> [Task description]
Scan the listing for "blue" and copy out each line that has it.

━━━━━━━━━━

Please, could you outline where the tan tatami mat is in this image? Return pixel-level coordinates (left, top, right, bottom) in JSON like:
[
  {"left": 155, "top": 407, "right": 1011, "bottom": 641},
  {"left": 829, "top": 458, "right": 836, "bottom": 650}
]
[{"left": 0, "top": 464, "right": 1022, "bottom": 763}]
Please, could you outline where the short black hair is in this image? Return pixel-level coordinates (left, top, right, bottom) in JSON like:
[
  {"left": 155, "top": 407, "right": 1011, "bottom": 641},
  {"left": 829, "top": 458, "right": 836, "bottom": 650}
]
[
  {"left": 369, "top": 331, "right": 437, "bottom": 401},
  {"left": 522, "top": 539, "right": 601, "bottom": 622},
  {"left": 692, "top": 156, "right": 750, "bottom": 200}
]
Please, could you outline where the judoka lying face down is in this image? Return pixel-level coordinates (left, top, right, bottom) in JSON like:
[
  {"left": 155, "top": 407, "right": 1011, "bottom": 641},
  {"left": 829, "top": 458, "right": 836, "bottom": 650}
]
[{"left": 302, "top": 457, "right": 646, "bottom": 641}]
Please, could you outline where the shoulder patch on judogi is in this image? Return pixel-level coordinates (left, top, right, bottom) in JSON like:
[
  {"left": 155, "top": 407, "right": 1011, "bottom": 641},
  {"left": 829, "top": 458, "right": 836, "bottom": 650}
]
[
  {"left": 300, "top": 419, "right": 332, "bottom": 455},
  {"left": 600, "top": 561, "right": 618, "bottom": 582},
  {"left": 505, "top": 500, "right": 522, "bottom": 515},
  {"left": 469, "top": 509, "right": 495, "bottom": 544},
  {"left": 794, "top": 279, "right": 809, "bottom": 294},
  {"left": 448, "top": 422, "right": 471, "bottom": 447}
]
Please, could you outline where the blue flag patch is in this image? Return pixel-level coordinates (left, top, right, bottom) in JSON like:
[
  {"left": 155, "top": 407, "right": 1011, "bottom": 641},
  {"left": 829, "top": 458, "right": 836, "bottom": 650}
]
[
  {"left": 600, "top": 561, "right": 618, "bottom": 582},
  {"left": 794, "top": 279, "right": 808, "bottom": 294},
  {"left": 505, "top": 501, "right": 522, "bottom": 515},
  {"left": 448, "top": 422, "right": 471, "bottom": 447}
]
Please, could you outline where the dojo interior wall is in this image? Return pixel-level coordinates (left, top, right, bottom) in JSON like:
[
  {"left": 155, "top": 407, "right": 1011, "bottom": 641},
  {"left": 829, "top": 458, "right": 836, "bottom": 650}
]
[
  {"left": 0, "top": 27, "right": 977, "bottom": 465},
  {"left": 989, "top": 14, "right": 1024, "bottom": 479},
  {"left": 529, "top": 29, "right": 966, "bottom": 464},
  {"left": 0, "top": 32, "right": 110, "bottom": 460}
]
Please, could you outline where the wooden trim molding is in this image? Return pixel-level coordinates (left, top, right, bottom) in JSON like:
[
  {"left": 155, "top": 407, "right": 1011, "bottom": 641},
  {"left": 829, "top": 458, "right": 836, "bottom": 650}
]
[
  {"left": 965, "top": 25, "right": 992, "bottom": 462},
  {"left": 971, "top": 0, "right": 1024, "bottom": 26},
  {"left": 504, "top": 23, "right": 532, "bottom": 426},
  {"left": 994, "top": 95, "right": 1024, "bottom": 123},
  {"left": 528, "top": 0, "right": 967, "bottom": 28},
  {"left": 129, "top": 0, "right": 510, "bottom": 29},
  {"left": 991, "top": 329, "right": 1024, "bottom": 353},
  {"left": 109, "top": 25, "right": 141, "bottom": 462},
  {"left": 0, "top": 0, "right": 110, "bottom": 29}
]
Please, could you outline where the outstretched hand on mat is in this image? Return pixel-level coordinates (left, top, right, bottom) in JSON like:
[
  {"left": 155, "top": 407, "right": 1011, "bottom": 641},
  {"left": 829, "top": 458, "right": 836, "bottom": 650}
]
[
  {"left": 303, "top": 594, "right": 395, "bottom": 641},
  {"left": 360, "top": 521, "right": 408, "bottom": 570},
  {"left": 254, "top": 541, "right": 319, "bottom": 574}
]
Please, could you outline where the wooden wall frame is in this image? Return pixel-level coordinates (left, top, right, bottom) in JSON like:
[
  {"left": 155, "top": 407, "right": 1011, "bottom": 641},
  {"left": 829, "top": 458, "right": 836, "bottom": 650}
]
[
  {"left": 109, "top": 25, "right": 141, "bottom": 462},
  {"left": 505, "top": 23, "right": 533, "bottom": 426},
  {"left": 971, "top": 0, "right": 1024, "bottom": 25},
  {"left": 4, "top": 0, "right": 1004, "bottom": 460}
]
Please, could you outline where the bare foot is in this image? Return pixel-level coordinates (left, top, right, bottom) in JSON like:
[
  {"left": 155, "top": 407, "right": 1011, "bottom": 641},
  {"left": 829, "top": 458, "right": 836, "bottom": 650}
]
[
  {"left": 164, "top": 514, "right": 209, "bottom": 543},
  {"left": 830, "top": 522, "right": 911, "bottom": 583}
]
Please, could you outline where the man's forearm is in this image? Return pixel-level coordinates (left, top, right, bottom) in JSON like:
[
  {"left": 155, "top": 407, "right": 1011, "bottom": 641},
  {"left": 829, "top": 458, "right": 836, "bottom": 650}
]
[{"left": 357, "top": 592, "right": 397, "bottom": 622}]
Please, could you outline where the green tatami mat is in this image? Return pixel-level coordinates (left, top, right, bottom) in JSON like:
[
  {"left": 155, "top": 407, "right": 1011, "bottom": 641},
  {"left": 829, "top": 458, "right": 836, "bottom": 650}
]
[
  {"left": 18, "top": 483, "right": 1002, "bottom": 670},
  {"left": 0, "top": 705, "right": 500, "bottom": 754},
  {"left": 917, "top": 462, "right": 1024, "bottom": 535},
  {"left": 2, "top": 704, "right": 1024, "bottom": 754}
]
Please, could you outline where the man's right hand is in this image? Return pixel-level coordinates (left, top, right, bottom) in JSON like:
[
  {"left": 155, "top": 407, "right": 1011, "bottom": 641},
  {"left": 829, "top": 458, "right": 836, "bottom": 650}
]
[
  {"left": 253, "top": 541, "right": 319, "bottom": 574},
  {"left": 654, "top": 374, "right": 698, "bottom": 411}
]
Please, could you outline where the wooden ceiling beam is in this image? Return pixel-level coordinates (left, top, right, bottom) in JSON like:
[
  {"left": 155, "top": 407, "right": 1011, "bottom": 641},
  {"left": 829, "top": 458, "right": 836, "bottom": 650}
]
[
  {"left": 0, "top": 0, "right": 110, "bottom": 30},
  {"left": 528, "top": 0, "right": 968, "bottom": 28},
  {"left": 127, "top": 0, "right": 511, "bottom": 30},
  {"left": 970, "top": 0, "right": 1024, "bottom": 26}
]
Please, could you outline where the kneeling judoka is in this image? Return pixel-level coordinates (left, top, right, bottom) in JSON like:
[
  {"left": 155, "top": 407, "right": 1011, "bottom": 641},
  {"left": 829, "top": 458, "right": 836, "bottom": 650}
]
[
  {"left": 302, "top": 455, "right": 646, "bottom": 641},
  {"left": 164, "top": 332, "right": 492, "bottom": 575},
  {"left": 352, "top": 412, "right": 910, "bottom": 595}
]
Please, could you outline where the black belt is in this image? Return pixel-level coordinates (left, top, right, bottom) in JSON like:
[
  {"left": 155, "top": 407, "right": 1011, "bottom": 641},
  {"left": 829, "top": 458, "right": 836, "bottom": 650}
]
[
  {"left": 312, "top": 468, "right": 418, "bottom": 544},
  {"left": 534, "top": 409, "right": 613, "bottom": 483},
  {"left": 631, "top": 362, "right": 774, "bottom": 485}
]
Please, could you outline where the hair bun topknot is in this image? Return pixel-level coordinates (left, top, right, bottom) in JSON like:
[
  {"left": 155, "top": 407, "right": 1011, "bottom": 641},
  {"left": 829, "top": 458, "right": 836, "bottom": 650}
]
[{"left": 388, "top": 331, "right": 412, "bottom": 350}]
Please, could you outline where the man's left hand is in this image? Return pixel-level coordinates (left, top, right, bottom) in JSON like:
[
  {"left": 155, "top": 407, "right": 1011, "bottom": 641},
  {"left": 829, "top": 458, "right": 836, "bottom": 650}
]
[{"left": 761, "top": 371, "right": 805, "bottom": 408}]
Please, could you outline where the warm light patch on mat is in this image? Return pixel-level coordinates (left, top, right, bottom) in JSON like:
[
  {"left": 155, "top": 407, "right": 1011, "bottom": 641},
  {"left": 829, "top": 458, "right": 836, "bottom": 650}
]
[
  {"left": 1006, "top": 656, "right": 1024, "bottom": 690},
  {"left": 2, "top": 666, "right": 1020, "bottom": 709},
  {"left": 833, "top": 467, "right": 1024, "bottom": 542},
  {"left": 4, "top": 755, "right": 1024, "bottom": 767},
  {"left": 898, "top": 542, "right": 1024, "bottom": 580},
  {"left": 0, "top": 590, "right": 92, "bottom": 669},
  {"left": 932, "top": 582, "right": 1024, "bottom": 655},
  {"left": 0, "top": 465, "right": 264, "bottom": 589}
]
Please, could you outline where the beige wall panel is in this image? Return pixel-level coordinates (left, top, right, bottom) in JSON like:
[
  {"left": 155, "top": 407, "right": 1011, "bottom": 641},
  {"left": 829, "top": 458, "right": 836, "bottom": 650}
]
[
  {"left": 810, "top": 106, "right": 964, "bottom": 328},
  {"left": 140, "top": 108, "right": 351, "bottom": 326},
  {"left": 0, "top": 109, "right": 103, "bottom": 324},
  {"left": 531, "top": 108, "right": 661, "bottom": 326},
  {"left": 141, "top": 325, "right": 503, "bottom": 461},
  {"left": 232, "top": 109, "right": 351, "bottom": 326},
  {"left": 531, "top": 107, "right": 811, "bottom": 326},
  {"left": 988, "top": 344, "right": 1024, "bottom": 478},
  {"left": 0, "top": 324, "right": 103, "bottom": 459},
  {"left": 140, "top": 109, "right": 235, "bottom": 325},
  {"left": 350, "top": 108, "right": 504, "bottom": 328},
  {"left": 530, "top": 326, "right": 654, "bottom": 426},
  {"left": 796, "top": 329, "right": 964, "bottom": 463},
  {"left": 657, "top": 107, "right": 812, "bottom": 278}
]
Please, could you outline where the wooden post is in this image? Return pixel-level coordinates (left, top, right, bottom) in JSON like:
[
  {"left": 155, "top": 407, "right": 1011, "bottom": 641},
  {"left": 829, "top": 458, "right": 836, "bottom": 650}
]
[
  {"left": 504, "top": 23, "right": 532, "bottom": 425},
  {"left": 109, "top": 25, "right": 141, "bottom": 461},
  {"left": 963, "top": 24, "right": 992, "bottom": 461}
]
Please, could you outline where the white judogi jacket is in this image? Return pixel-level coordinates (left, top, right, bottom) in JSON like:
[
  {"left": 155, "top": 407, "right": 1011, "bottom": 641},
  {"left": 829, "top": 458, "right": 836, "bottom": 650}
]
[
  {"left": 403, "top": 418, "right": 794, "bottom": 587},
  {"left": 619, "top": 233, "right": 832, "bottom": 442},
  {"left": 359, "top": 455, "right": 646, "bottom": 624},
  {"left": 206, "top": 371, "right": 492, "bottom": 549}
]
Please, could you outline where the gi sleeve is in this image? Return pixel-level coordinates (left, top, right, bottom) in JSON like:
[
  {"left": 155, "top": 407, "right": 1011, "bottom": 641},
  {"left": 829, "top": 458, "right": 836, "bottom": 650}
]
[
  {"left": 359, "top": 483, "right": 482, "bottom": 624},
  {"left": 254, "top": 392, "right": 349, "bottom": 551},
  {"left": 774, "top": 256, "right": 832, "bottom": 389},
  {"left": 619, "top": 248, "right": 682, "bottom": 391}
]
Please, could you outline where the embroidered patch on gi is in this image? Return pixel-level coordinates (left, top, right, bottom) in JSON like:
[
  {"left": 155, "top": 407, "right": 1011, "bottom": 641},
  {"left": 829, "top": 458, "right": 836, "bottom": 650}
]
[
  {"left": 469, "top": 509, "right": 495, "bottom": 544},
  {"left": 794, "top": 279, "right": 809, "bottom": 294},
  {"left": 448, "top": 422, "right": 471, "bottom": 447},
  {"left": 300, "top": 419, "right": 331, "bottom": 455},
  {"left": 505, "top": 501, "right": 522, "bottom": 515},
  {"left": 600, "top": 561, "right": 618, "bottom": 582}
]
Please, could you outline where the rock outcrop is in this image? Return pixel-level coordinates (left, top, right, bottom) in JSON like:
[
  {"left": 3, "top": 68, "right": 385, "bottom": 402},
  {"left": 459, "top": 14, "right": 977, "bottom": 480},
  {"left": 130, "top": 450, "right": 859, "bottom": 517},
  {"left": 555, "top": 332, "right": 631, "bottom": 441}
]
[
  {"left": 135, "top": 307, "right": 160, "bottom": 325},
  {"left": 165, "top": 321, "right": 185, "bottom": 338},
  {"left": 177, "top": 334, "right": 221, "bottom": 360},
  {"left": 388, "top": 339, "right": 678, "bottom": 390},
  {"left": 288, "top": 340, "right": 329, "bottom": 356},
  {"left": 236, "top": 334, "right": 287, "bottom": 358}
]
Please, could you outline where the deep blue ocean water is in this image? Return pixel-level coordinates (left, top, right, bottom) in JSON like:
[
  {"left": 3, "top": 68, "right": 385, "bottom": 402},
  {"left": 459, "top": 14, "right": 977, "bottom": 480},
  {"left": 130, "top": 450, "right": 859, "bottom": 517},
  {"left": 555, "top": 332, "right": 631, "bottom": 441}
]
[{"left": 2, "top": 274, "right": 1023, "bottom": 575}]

━━━━━━━━━━

> [Result of the exercise]
Please, could you outline where the blue flag patch is in this image? Return pixel-level coordinates (left, top, right, bottom) in JSON like:
Please, could you outline where the deep blue ocean water is in this image? Return pixel-level coordinates (left, top, right, bottom) in JSON like:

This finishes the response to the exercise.